Task: Rewrite the records starting at the line that contains "Traffic-operations request: mark the window sill" and ending with the last line of the records. Replace "lane-occupancy tally" with "traffic count" and leave everything else unchanged.
— start of Data to use —
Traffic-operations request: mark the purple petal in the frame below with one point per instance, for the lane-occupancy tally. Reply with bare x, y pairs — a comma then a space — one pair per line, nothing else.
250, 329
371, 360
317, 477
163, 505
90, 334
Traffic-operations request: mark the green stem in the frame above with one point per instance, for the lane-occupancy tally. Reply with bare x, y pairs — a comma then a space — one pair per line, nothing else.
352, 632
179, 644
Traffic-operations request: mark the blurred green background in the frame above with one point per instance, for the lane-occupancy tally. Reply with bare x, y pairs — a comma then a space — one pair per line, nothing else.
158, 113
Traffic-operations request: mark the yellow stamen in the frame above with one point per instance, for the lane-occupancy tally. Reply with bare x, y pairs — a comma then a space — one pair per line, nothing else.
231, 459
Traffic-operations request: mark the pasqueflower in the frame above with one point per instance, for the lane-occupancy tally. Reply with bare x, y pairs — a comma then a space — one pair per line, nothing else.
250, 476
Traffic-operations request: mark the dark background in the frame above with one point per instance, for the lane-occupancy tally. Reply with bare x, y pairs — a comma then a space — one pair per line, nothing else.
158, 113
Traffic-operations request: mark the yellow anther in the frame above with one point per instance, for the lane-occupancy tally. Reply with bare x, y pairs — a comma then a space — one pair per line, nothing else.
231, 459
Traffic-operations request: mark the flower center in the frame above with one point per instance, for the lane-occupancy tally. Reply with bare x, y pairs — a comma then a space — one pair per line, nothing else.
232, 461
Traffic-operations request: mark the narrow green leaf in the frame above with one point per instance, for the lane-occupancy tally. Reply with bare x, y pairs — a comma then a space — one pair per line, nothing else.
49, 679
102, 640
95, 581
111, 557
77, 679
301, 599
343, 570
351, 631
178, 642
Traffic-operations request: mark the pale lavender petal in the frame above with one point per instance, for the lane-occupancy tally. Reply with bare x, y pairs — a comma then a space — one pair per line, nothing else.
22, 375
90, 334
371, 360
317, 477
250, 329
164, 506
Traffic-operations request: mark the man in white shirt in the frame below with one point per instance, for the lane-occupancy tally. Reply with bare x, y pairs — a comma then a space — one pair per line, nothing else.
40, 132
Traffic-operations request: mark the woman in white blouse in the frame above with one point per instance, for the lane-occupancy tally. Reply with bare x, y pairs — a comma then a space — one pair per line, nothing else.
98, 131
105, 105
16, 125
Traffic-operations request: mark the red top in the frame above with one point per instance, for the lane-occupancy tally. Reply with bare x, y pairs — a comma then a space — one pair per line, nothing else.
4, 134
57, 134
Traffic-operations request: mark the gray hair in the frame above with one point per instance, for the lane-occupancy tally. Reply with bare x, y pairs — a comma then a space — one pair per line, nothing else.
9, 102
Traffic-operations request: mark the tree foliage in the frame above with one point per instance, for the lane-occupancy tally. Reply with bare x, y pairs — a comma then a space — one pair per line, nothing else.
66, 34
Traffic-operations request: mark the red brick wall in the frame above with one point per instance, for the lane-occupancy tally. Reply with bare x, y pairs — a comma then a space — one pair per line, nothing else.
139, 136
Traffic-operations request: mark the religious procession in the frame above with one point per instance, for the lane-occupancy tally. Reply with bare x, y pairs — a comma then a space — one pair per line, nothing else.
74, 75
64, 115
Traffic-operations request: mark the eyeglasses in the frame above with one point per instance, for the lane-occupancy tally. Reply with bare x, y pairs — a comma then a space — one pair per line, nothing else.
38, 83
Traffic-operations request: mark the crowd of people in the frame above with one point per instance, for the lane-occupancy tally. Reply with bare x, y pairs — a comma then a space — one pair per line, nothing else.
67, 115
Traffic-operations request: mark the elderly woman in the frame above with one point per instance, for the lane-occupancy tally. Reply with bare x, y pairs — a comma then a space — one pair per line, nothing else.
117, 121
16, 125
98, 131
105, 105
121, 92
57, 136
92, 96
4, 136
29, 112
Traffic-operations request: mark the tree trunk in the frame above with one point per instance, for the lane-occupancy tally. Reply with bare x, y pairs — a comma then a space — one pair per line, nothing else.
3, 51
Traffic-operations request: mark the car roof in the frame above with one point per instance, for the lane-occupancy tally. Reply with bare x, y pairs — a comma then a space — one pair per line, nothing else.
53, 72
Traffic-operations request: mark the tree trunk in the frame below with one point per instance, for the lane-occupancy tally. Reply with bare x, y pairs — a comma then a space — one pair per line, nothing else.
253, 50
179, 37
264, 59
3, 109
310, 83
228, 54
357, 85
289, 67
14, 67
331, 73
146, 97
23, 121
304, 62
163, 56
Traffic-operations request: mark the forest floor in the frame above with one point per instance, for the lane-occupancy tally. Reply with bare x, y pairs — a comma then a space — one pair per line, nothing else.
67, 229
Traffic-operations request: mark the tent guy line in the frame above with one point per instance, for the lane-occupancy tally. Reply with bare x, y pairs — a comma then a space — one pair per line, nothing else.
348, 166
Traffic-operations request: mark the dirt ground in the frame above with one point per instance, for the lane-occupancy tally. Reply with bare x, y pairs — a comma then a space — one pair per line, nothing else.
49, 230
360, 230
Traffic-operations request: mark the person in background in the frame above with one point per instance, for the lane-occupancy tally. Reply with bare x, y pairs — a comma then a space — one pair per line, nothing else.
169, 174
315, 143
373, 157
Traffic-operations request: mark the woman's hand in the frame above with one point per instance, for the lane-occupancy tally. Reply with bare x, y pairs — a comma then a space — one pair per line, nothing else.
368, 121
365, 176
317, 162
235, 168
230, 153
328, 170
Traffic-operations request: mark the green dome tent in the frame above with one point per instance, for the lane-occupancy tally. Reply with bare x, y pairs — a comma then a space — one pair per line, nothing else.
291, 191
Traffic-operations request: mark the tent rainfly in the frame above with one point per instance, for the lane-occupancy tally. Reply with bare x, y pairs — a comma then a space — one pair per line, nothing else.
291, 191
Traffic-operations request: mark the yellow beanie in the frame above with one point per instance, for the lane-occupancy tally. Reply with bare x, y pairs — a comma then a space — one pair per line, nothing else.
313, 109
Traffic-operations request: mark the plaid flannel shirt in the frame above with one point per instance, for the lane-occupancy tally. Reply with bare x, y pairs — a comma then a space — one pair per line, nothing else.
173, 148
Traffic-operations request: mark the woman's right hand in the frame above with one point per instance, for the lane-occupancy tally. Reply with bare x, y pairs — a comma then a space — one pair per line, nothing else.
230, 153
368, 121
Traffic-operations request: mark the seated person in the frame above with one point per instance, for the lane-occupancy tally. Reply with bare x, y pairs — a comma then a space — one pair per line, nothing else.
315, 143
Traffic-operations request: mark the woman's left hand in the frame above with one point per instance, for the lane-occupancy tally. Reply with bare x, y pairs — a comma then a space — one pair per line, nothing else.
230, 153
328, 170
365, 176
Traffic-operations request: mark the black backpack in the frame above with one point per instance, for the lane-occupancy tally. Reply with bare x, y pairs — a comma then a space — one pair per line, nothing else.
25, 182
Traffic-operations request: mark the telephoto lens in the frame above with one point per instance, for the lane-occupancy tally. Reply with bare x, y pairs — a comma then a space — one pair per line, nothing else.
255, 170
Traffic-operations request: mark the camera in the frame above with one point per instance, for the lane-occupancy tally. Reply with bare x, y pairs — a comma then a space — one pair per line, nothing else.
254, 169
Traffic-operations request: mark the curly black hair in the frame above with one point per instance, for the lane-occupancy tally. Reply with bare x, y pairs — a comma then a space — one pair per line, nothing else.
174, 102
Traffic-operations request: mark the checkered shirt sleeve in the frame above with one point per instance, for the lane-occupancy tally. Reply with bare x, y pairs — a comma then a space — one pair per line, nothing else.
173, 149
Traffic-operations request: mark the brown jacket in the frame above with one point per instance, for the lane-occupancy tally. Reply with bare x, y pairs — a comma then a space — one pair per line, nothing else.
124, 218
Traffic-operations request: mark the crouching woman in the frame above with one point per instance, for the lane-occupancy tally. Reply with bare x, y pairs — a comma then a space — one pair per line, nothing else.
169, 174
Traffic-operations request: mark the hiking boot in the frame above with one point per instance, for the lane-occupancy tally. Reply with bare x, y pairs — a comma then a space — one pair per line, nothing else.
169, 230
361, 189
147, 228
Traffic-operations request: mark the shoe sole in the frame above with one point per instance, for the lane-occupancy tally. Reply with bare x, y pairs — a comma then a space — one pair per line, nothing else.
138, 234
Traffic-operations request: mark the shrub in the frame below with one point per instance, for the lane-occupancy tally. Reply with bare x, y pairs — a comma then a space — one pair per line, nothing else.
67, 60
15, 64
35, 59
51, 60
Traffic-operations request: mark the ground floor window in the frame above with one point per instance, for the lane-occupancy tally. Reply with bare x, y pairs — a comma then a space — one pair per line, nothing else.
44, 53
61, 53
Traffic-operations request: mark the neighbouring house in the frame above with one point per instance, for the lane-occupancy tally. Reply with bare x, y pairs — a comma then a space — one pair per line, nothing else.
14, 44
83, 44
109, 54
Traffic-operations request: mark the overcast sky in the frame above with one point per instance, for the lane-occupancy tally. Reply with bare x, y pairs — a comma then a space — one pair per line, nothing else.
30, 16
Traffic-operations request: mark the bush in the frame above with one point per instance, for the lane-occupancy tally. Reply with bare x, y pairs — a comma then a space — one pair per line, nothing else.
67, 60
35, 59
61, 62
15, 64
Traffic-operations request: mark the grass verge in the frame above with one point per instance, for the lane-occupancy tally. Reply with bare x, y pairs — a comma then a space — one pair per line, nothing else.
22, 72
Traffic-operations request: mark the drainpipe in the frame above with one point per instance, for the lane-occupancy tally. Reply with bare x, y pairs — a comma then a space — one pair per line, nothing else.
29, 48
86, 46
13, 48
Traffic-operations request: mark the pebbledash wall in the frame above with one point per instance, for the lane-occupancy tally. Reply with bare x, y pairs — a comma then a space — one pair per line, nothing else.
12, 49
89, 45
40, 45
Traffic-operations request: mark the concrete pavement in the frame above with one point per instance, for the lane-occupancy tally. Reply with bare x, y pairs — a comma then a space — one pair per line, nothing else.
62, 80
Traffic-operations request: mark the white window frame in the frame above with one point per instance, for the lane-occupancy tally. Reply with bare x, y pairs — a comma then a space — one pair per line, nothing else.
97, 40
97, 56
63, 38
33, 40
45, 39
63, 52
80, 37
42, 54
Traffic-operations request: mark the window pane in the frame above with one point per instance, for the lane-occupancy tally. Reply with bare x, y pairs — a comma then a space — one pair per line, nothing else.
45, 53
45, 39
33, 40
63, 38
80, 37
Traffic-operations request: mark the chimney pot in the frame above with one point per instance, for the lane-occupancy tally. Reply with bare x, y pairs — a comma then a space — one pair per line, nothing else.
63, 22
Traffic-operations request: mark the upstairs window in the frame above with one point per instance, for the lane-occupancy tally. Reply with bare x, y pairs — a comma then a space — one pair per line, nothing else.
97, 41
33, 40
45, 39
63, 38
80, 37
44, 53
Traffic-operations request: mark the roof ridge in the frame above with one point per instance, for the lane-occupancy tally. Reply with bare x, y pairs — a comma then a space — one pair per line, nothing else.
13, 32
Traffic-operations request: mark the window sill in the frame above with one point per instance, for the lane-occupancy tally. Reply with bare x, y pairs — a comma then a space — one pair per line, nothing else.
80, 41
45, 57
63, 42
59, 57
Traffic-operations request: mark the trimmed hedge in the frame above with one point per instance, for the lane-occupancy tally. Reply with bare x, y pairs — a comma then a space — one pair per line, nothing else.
— end of Data to use —
Result of the exercise:
Traffic-operations request: mark the window sill in the frame above with one point per instance, for the traffic count. Reply with bare x, y pairs — a comma then a space — one pair per line, nothing else.
80, 41
45, 57
63, 42
59, 57
Traffic-operations request: mark the trimmed hedge in the frame above with one point per instance, for the traffic count. Reply with bare x, y pairs — a comma then a space — one pair per line, nothing else.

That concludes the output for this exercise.